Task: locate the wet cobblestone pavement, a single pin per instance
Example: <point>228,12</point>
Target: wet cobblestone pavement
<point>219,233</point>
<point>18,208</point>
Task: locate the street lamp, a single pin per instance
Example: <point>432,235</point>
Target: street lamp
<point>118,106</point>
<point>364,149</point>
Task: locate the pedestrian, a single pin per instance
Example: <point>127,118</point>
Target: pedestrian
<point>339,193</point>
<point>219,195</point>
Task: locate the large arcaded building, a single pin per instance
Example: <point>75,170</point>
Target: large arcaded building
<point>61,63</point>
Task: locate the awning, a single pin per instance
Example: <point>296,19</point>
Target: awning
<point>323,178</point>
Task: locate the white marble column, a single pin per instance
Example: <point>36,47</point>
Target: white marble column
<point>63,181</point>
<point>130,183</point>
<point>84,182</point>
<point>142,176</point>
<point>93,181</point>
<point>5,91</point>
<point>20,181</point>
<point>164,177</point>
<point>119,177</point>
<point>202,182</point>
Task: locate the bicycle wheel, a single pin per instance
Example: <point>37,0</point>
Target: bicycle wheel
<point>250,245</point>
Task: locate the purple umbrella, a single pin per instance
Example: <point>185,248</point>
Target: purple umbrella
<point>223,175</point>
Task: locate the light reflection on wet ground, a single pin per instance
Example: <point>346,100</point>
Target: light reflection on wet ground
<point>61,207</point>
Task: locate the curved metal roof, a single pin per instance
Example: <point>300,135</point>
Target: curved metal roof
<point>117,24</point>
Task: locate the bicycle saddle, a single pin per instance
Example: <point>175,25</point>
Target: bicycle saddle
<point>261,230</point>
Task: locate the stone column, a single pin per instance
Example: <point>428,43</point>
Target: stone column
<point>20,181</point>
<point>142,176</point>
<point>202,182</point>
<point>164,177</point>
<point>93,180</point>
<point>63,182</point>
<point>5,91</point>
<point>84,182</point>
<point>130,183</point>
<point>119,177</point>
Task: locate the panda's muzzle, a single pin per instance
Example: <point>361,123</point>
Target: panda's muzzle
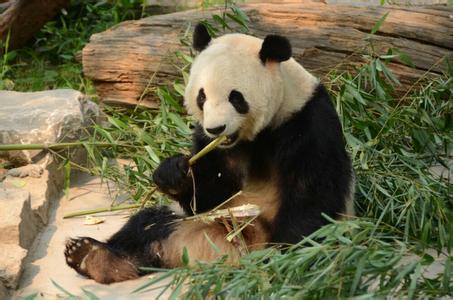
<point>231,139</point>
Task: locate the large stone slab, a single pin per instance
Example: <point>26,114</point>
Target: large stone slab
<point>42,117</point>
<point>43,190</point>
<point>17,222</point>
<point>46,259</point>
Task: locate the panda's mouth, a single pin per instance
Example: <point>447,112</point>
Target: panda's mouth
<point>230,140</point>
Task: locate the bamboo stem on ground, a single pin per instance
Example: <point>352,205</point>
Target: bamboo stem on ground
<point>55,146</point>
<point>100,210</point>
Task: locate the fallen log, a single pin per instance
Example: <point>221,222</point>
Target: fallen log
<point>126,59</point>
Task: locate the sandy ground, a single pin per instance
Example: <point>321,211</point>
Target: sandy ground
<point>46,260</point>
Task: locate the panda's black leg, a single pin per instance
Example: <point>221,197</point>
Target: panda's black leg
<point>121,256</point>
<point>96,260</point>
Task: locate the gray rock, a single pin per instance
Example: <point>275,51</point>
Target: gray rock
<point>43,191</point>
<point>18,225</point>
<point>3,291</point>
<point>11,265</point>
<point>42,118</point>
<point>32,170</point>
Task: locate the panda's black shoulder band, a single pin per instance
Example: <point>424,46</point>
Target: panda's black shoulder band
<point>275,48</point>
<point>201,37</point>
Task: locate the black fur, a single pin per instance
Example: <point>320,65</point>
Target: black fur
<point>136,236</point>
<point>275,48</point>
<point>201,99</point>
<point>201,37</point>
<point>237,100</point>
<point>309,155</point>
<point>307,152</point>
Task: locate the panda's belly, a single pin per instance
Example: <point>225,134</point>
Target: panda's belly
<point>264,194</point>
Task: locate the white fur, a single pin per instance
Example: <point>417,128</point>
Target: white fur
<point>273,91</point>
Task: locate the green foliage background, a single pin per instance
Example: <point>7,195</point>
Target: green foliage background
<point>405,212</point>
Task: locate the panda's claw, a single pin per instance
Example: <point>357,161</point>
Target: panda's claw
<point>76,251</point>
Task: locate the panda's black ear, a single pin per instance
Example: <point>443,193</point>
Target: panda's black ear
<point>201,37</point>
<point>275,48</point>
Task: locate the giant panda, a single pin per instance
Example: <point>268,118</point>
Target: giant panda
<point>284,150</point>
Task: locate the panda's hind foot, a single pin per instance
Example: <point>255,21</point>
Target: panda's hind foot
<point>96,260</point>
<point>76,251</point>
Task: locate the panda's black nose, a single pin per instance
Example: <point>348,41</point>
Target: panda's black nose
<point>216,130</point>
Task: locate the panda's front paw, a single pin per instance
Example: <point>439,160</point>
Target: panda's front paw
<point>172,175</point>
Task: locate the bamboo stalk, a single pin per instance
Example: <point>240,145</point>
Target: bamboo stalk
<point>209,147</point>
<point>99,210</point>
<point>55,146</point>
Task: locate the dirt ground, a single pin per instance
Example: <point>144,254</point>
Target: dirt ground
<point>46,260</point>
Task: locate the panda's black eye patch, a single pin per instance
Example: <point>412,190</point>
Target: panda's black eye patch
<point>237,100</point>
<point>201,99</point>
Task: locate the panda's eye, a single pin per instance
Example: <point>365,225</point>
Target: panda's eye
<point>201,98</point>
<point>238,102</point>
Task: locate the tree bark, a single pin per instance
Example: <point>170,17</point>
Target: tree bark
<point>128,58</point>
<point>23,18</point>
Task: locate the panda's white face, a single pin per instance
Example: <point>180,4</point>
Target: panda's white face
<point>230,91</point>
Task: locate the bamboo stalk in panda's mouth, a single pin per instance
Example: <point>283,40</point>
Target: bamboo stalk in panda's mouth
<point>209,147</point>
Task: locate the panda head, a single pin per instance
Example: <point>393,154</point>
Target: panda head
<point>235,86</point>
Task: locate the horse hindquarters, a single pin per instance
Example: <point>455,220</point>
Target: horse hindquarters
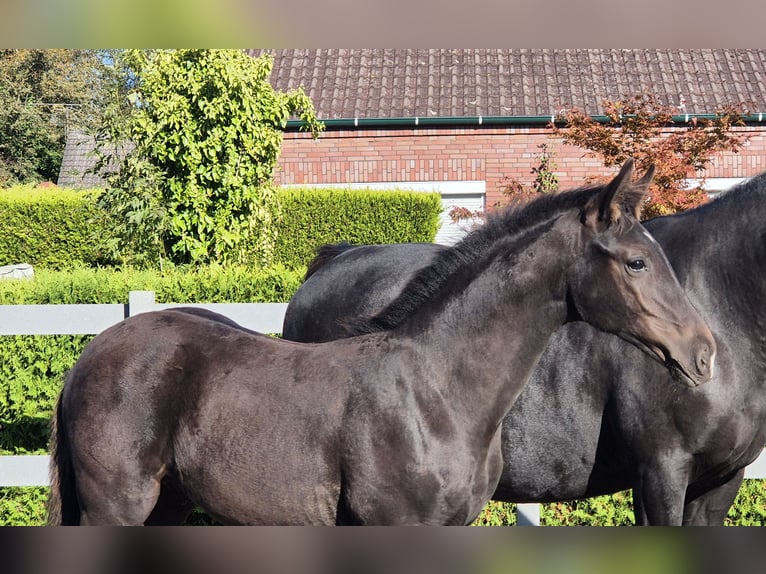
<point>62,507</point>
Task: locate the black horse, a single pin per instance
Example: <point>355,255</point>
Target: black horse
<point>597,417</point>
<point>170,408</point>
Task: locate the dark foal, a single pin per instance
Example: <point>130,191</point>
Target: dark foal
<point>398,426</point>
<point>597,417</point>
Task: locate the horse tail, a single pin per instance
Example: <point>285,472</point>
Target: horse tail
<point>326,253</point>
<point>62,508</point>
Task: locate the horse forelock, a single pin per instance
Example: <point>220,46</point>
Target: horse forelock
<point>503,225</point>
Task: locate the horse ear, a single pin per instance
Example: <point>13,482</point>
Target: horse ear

■ **Task to complete**: Could you copy out all of the data above word for word, leaving the pictures out?

■ **Result of the exercise**:
Task: locate the wet cobblestone pavement, a single pin per instance
Example: <point>228,12</point>
Target: wet cobblestone pavement
<point>219,233</point>
<point>18,208</point>
Task: locate the street lamp, a single pin per instance
Example: <point>432,235</point>
Target: street lamp
<point>118,106</point>
<point>364,149</point>
Task: locate the pedestrian, a single pin per instance
Example: <point>127,118</point>
Target: pedestrian
<point>339,193</point>
<point>219,195</point>
Task: locate the large arcaded building, a single pin per instance
Example: <point>75,170</point>
Target: large arcaded building
<point>61,63</point>
Task: locate the awning, a single pin per instance
Example: <point>296,19</point>
Target: awning
<point>323,178</point>
Task: locate the white marble column, a single pin per instance
Example: <point>36,47</point>
Target: white marble column
<point>63,181</point>
<point>130,183</point>
<point>84,182</point>
<point>142,176</point>
<point>93,181</point>
<point>5,91</point>
<point>20,181</point>
<point>164,177</point>
<point>119,177</point>
<point>202,182</point>
Task: locate the bicycle wheel, a single pin per instance
Example: <point>37,0</point>
Target: bicycle wheel
<point>250,245</point>
Task: locate the purple umbrella, a single pin per instance
Example: <point>185,248</point>
Target: purple umbrella
<point>223,175</point>
Task: locate the light reflection on wet ground, a single pin per instance
Example: <point>346,100</point>
Target: light reflection on wet ground
<point>61,207</point>
Task: locate the curved metal roof, a single pin per instance
Example: <point>300,135</point>
Target: curved metal roof
<point>117,24</point>
Task: locate the bicycle saddle, a single pin per instance
Example: <point>175,25</point>
Target: bicycle saddle
<point>261,230</point>
Task: locate the stone column, a single pin per instance
Example: <point>428,43</point>
Target: stone column
<point>20,181</point>
<point>142,176</point>
<point>202,182</point>
<point>164,177</point>
<point>93,180</point>
<point>63,182</point>
<point>5,91</point>
<point>84,182</point>
<point>130,183</point>
<point>119,177</point>
Task: locate the panda's muzzle, a single pin per instance
Example: <point>361,123</point>
Target: panda's muzzle
<point>231,139</point>
Task: locate the large stone slab, a single pin per instance
Example: <point>26,114</point>
Target: large stone slab
<point>42,117</point>
<point>43,190</point>
<point>17,222</point>
<point>46,259</point>
Task: locate the panda's mouth, a single pin per instance
Example: <point>447,112</point>
Target: panda's mouth
<point>230,140</point>
Task: locate the bamboo stem on ground, a single pin per instance
Example: <point>352,205</point>
Target: bamboo stem on ground
<point>55,146</point>
<point>100,210</point>
Task: locate the fallen log, a single pin per instance
Example: <point>221,222</point>
Target: fallen log
<point>126,59</point>
Task: locate the sandy ground, a single pin per instance
Example: <point>321,211</point>
Target: sandy ground
<point>46,260</point>
Task: locate the panda's black leg, a single pin per instance
Example: <point>221,197</point>
Target: panda's black leg
<point>121,256</point>
<point>96,260</point>
Task: locate the gray rock, a single pin per instance
Example: <point>275,51</point>
Target: gray rock
<point>43,191</point>
<point>18,225</point>
<point>3,291</point>
<point>11,265</point>
<point>42,118</point>
<point>32,170</point>
Task: locate the panda's black shoulder band, a single pin per instance
Example: <point>424,46</point>
Target: panda's black shoulder band
<point>275,48</point>
<point>201,37</point>
Task: locate the black fur, a single pin per instance
Example: <point>320,65</point>
Target: black fur
<point>136,236</point>
<point>275,48</point>
<point>201,99</point>
<point>201,37</point>
<point>237,100</point>
<point>309,155</point>
<point>307,152</point>
Task: locate the panda's belly, a single pin per instance
Example: <point>225,134</point>
Target: panda's belly
<point>264,194</point>
Task: locate the white fur, a single pin per instance
Example: <point>417,128</point>
Target: white fur
<point>273,91</point>
Task: locate the green foliage background, a single pin per instance
Example: <point>7,195</point>
Target: green foliage background
<point>405,212</point>
Task: locate the panda's claw, a single pin per instance
Example: <point>357,161</point>
Target: panda's claw
<point>76,251</point>
Task: locate the panda's black ear, a single pin per instance
Example: <point>443,193</point>
Target: panda's black ear
<point>201,37</point>
<point>275,48</point>
Task: locate the giant panda, a single pin per instance
Example: <point>268,118</point>
Target: giant panda
<point>284,150</point>
Task: locate the panda's hind foot, a single pin per instance
Example: <point>255,21</point>
Target: panda's hind foot
<point>96,260</point>
<point>76,251</point>
Task: locate the panda's black nose, a single pin per instance
Example: <point>348,41</point>
Target: panda's black nose
<point>216,130</point>
Task: locate the panda's front paw, a single pin per instance
Example: <point>439,160</point>
Target: panda's front paw
<point>172,175</point>
Task: locate the bamboo stalk, a single pin per instance
Example: <point>240,145</point>
Target: bamboo stalk
<point>209,147</point>
<point>99,210</point>
<point>55,146</point>
Task: locate the dirt ground, a single pin per instance
Example: <point>144,254</point>
Target: dirt ground
<point>46,260</point>
Task: locate the panda's black eye patch, a single pin per instance
Example: <point>412,190</point>
Target: panda's black eye patch
<point>237,100</point>
<point>201,99</point>
Task: locate the panda's eye, a single pin per instance
Example: <point>365,225</point>
Target: panda's eye
<point>201,98</point>
<point>238,102</point>
Task: locate the tree bark, a single pin per instance
Example: <point>170,17</point>
Target: tree bark
<point>128,58</point>
<point>23,18</point>
Task: locate the panda's white face, a single pin per instance
Example: <point>180,4</point>
Target: panda's white face
<point>230,91</point>
Task: locate the bamboo stalk in panda's mouth, a single pin per instance
Example: <point>283,40</point>
Target: bamboo stalk in panda's mouth
<point>209,147</point>
Task: locate the panda head, a single pin per instance
Example: <point>393,154</point>
Target: panda head
<point>235,86</point>
Task: locate the horse hindquarters, a single pin per instance
Example: <point>455,220</point>
Target: horse hindquarters
<point>62,507</point>
Task: locate the black horse, a single pin per instance
Example: <point>355,255</point>
Target: black horse
<point>597,417</point>
<point>170,408</point>
Task: locate the dark foal, a single pin per instance
Example: <point>130,191</point>
Target: dark foal
<point>398,426</point>
<point>597,417</point>
Task: locate the horse tail, a single pin per instance
Example: <point>285,472</point>
Target: horse tail
<point>326,253</point>
<point>62,508</point>
Task: locate the horse forelock, a single pin per instance
Example: <point>220,46</point>
Target: horse forelock
<point>503,225</point>
Task: locate the horse ear, a single pin per instance
Example: <point>13,482</point>
Target: horse ear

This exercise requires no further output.